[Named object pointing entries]
########################################

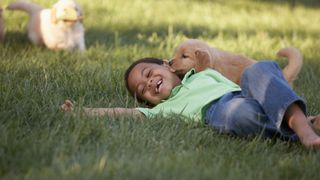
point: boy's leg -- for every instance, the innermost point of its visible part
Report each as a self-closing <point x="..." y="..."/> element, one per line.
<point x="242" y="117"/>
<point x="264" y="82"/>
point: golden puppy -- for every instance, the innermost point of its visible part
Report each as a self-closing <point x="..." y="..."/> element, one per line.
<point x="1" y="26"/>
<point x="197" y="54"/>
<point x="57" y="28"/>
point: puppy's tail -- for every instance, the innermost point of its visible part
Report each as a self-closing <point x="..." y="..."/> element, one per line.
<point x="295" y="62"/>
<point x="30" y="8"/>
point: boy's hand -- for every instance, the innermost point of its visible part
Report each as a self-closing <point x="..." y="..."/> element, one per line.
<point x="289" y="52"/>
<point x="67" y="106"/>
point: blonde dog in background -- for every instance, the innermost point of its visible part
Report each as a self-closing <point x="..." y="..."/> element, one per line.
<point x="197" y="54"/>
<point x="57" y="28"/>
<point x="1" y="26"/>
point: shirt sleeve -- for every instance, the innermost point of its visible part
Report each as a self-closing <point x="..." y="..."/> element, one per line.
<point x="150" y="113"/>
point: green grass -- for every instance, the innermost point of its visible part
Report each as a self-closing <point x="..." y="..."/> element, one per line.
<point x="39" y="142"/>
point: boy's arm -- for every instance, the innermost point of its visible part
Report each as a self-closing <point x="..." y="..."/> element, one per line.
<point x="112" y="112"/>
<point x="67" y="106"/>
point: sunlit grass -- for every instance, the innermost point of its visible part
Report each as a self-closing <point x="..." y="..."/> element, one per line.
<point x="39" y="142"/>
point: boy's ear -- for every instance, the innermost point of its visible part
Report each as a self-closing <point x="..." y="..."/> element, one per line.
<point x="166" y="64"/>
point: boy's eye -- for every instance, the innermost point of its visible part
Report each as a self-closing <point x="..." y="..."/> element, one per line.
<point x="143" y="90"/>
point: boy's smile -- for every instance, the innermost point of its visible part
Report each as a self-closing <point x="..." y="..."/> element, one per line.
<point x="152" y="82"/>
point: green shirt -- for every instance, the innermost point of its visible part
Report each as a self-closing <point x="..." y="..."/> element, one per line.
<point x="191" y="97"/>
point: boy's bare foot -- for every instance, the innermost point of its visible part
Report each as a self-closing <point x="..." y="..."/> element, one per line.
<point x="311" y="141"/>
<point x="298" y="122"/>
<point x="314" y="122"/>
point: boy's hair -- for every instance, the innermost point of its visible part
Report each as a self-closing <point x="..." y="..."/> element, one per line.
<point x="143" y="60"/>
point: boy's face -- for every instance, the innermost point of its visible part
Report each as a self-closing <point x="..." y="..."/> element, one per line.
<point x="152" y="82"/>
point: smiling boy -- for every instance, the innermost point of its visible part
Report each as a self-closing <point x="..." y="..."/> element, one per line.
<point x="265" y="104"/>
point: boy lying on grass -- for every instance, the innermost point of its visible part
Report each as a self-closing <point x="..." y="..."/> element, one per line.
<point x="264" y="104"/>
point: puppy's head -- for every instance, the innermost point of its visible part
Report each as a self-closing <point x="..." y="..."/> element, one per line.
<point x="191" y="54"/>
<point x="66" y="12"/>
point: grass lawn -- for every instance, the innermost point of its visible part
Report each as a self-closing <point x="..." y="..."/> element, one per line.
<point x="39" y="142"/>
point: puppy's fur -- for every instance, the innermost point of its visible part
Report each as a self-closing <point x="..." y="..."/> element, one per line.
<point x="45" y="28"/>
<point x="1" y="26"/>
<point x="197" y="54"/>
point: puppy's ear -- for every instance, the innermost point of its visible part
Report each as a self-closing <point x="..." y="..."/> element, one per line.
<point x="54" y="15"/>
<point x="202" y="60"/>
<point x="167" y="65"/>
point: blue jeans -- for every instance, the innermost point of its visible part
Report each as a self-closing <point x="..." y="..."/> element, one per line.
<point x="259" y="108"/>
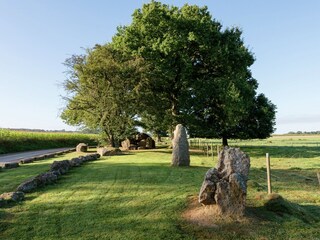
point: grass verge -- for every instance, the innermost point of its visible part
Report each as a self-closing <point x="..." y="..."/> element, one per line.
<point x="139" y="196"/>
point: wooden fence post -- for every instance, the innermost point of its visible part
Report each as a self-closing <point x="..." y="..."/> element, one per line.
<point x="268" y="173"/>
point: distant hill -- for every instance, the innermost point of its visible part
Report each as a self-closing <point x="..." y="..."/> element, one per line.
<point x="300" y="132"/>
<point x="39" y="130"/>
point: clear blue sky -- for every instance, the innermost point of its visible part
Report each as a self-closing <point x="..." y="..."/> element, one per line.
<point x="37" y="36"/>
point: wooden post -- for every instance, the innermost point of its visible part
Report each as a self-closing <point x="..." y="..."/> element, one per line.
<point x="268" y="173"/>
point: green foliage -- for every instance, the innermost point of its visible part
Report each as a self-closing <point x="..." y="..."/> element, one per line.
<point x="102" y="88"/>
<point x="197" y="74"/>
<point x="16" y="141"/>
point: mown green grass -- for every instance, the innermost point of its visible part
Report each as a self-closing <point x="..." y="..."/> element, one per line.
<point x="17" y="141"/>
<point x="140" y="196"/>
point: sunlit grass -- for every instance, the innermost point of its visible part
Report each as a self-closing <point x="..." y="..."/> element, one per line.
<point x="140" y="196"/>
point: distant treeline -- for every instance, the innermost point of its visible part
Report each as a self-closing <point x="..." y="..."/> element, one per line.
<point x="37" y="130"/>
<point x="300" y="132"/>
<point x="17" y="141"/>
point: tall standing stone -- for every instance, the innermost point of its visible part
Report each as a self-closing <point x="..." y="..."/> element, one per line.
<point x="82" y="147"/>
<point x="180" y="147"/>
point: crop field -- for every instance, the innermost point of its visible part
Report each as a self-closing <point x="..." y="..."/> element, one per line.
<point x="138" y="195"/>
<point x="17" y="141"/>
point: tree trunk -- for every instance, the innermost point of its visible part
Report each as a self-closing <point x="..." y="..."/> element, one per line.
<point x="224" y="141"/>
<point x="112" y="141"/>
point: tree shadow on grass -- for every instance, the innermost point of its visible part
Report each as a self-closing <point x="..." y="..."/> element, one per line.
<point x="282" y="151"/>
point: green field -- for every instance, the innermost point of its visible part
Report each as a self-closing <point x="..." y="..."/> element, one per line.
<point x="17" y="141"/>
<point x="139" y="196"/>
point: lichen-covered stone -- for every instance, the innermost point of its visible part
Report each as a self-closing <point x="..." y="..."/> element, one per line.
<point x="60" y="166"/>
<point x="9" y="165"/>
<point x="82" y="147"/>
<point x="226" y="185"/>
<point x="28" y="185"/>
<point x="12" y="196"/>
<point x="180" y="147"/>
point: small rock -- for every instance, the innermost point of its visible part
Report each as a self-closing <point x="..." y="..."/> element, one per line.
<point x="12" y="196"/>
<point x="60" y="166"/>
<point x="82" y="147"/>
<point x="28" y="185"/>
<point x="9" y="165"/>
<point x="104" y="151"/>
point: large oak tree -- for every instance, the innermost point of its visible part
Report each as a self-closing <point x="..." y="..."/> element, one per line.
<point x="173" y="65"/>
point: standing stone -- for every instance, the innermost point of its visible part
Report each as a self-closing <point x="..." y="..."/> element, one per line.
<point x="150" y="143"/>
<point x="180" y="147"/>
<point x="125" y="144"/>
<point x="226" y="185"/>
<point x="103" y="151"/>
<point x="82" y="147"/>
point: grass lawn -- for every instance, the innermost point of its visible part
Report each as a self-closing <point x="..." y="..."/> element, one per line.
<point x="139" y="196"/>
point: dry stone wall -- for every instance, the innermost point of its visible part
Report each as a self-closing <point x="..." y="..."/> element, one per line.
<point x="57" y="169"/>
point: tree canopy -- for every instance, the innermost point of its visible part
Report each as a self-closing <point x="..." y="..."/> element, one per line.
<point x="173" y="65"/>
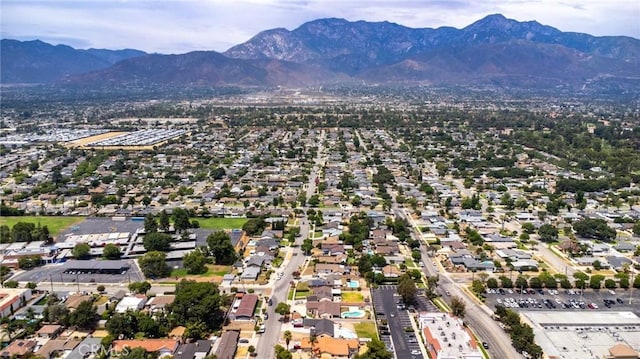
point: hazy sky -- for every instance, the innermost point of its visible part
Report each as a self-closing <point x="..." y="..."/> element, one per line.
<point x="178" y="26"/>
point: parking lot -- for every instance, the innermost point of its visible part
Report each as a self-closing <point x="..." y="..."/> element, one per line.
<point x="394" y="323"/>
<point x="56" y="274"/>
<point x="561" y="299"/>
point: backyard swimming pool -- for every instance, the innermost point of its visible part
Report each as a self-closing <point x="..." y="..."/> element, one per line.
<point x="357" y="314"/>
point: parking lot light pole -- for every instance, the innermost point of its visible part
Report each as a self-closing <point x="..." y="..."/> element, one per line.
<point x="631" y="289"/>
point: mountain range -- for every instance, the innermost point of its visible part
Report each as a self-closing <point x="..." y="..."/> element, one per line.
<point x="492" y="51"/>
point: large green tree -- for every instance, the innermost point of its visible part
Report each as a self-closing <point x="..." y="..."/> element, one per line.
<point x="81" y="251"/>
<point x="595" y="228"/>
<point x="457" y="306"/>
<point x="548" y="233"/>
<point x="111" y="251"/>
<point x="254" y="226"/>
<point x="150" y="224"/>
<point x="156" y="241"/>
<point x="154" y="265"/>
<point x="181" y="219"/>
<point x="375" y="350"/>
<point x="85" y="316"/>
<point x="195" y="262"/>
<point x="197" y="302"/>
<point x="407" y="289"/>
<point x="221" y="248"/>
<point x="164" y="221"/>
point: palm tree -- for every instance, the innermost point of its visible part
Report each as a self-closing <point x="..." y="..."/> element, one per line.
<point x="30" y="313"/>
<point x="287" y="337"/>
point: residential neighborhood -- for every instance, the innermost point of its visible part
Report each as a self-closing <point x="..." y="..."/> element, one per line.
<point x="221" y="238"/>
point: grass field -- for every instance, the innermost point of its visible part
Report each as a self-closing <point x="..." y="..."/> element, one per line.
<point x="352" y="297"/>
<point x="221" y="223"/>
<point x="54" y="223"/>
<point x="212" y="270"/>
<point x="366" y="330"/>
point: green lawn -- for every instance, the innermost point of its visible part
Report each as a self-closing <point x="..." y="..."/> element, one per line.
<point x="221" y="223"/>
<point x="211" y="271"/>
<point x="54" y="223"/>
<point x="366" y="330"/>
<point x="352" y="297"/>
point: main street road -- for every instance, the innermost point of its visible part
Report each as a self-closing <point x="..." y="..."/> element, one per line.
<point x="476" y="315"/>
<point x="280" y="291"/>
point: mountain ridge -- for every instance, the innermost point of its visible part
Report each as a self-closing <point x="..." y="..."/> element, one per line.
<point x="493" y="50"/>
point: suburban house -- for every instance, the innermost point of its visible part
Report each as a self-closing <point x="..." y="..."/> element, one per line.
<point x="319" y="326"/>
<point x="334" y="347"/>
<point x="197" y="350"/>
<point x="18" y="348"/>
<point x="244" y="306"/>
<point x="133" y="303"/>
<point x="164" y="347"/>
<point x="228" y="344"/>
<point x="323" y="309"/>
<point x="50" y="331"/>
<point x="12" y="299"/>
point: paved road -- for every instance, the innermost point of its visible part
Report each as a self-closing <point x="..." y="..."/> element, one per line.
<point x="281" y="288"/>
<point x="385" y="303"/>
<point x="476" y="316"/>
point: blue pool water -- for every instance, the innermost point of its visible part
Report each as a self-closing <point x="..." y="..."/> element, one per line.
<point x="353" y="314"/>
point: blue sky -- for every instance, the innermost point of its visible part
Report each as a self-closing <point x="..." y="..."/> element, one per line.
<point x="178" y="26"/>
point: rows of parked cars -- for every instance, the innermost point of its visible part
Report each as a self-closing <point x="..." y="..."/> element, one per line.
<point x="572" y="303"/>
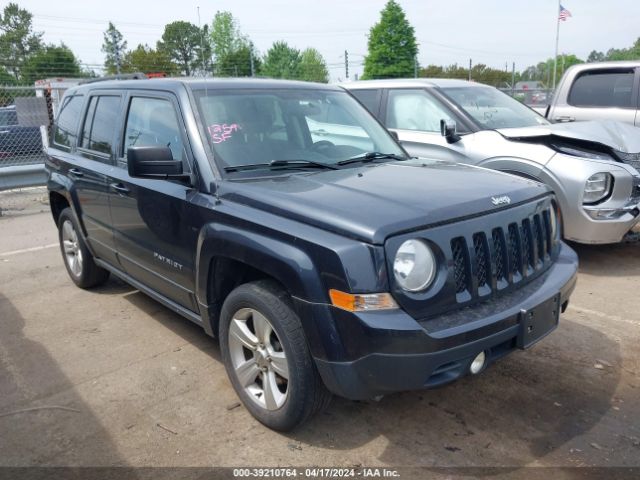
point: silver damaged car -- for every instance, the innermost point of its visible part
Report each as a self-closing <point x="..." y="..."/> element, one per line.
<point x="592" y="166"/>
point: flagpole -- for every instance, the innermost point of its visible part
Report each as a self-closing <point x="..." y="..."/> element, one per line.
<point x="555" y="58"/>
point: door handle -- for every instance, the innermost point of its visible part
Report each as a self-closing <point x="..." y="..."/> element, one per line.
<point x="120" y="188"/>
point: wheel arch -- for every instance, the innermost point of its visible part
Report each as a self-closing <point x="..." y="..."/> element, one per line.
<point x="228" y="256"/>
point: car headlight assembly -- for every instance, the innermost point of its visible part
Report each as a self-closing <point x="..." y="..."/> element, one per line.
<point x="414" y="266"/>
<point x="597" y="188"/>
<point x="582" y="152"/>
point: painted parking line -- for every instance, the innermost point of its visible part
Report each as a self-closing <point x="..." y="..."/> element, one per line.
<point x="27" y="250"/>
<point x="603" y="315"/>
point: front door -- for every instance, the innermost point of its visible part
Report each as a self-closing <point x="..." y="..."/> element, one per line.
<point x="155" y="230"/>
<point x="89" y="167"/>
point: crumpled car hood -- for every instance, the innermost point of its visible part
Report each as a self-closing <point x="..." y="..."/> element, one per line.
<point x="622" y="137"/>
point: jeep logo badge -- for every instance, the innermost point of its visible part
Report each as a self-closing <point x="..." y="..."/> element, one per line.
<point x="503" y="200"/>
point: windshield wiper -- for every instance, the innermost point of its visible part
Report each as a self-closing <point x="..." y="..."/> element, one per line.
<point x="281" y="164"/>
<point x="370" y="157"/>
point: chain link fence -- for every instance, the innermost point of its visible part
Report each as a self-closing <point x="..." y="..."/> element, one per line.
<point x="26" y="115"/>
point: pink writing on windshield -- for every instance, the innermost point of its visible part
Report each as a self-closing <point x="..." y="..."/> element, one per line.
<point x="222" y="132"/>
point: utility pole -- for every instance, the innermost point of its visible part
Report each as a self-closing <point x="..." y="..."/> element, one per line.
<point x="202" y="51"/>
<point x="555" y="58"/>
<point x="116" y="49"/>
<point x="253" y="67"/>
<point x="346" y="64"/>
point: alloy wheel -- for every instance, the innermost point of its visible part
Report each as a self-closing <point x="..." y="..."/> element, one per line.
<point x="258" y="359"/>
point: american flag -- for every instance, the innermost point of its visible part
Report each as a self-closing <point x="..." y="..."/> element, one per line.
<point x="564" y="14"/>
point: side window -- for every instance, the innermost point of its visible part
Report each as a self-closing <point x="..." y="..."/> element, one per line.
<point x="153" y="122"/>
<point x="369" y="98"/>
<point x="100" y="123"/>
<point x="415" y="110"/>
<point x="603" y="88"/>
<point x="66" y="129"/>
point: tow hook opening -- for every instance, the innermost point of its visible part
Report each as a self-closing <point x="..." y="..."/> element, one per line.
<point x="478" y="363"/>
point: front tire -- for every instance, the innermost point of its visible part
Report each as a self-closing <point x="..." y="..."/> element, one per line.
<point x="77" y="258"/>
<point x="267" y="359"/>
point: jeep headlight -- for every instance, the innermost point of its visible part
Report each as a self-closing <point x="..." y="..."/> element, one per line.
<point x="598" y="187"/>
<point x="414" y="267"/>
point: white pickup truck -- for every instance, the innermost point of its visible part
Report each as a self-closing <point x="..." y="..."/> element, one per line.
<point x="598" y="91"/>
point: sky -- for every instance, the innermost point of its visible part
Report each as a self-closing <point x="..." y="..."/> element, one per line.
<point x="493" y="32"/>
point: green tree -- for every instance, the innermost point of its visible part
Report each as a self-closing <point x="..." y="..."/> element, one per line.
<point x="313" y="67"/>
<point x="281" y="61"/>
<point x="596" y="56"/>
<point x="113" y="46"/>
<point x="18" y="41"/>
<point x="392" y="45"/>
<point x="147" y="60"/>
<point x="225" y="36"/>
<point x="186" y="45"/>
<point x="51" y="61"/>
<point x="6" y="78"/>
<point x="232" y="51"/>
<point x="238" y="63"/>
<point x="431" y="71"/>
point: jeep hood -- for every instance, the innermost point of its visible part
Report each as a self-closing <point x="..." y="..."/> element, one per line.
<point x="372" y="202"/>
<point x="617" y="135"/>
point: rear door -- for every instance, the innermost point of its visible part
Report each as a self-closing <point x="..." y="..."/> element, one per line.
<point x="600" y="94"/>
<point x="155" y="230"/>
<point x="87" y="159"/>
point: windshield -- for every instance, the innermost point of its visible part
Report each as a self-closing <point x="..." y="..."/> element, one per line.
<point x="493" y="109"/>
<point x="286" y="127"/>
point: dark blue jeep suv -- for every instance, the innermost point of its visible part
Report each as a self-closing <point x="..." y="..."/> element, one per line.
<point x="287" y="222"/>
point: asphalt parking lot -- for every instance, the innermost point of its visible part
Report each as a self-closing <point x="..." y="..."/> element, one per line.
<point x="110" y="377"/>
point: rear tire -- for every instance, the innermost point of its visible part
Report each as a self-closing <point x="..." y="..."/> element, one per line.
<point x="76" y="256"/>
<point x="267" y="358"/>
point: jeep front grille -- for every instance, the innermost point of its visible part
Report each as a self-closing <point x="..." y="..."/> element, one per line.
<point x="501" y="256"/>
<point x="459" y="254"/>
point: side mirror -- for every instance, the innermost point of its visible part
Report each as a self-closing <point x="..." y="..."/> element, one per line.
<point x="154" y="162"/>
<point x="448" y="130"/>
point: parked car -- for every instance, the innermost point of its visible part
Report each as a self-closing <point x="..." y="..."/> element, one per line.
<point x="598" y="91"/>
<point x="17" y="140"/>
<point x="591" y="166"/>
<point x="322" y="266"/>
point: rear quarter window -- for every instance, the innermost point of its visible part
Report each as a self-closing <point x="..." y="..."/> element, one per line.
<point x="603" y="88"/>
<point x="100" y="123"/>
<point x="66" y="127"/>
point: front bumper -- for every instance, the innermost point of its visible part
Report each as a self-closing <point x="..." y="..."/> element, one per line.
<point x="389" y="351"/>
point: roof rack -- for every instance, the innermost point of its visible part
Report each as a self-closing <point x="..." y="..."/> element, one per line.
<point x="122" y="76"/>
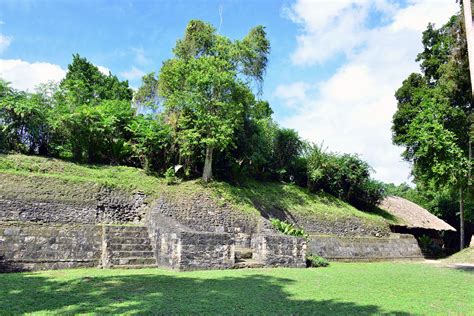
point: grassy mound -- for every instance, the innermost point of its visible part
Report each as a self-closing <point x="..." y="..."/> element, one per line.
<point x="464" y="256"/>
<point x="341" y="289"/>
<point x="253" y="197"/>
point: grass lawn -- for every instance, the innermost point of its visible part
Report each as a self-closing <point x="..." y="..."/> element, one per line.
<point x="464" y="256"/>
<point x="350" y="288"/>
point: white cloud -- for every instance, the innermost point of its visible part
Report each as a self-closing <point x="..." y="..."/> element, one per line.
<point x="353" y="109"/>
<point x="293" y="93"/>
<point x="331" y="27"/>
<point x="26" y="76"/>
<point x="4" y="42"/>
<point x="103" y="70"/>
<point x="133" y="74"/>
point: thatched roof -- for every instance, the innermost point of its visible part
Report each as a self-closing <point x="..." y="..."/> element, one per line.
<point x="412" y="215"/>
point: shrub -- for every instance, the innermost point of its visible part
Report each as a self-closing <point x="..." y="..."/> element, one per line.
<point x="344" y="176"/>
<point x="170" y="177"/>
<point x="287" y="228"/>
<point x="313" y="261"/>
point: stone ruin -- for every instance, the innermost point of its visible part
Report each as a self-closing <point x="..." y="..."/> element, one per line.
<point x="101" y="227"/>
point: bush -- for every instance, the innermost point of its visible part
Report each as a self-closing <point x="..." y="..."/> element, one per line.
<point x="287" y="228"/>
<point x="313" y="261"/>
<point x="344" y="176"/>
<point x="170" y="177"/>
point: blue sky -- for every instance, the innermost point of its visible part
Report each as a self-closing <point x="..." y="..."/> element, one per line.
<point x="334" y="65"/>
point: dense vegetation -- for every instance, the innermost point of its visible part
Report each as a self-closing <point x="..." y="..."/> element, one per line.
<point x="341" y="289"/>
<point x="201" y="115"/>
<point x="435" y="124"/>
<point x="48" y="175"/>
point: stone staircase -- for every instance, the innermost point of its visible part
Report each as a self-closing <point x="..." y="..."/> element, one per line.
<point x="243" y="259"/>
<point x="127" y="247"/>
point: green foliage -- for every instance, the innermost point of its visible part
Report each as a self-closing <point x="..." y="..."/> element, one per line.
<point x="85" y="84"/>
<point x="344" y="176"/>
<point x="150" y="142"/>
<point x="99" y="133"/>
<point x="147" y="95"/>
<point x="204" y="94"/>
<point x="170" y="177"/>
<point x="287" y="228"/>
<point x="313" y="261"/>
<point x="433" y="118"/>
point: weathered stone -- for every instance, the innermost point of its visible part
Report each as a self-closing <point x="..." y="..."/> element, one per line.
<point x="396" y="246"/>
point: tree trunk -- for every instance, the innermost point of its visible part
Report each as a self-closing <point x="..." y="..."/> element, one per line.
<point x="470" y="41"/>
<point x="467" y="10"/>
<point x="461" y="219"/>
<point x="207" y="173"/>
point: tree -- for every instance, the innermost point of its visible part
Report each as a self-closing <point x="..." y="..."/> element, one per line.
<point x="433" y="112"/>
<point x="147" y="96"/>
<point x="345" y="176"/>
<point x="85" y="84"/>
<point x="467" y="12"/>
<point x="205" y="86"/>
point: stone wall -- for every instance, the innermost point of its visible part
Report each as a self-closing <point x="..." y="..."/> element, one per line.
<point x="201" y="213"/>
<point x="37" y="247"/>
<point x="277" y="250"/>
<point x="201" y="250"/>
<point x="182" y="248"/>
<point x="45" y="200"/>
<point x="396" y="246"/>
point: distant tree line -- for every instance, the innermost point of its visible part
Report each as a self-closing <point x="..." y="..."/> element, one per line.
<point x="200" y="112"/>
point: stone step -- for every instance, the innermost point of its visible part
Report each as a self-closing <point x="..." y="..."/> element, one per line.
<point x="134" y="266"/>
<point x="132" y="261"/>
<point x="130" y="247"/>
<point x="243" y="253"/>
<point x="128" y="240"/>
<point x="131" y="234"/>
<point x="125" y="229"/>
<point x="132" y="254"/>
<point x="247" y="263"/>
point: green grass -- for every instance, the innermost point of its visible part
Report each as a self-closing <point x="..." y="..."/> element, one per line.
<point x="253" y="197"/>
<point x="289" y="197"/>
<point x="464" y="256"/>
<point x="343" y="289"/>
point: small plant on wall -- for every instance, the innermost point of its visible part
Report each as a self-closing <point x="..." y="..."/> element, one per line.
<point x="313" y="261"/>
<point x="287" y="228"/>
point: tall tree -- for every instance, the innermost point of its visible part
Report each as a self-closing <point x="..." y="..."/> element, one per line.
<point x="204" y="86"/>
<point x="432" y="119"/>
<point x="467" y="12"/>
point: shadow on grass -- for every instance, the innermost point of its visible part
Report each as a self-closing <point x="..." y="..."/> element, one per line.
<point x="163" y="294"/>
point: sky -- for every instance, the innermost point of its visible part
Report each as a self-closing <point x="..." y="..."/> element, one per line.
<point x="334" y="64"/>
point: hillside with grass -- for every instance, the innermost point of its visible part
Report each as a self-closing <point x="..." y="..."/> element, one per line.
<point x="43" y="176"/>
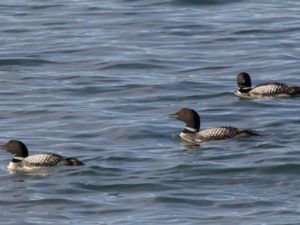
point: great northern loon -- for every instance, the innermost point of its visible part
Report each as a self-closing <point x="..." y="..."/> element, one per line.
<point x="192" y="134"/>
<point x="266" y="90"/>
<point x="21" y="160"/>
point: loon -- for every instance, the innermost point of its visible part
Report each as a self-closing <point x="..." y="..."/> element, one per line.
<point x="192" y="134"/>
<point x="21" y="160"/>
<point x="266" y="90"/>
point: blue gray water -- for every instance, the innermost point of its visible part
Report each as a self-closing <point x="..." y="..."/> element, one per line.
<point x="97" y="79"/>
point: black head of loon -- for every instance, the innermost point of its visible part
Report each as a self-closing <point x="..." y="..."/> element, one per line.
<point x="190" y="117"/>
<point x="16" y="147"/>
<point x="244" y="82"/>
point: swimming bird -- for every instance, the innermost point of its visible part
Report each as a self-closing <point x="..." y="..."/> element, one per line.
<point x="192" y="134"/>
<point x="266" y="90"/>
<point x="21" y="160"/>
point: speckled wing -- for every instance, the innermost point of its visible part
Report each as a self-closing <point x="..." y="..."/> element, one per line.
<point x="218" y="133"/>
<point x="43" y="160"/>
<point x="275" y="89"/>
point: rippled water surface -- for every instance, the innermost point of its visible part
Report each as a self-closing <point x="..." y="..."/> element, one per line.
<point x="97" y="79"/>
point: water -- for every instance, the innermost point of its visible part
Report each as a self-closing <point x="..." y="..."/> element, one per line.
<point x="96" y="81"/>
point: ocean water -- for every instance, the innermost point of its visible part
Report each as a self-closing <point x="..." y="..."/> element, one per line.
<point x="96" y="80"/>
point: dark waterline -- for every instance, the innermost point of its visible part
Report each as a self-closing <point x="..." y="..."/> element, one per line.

########################################

Print exactly the lines above, starting at the line that contains "point: swimming bird" and ending with the last line of the records, both included.

*ANSWER BELOW:*
point: swimming bird -- for every instance, the innermost point of its visible part
Report each as a self-closing <point x="..." y="..."/> element, one per line.
<point x="192" y="134"/>
<point x="266" y="90"/>
<point x="21" y="160"/>
point: speckled wing -- for every instance, the innermost point of its visible part
Report each as a self-closing <point x="..." y="..."/> element, one per line.
<point x="218" y="133"/>
<point x="43" y="160"/>
<point x="275" y="89"/>
point: rippled water surface -- for every instance, the innermost point of its visible part
Report each as a self-closing <point x="..." y="..."/> element, one per line.
<point x="97" y="79"/>
point: water -- for every instance, the innermost point of its visible part
Report each as a self-closing <point x="..." y="..."/> element, one per line.
<point x="96" y="81"/>
point: ocean water -- for every instance, the innermost point of its visible part
Report each as a self-closing <point x="..." y="..."/> element, one per line.
<point x="96" y="80"/>
point: dark waterline -- for every instance, the innermost point of its visible part
Report each as a self-closing <point x="..." y="..."/> element, one per line.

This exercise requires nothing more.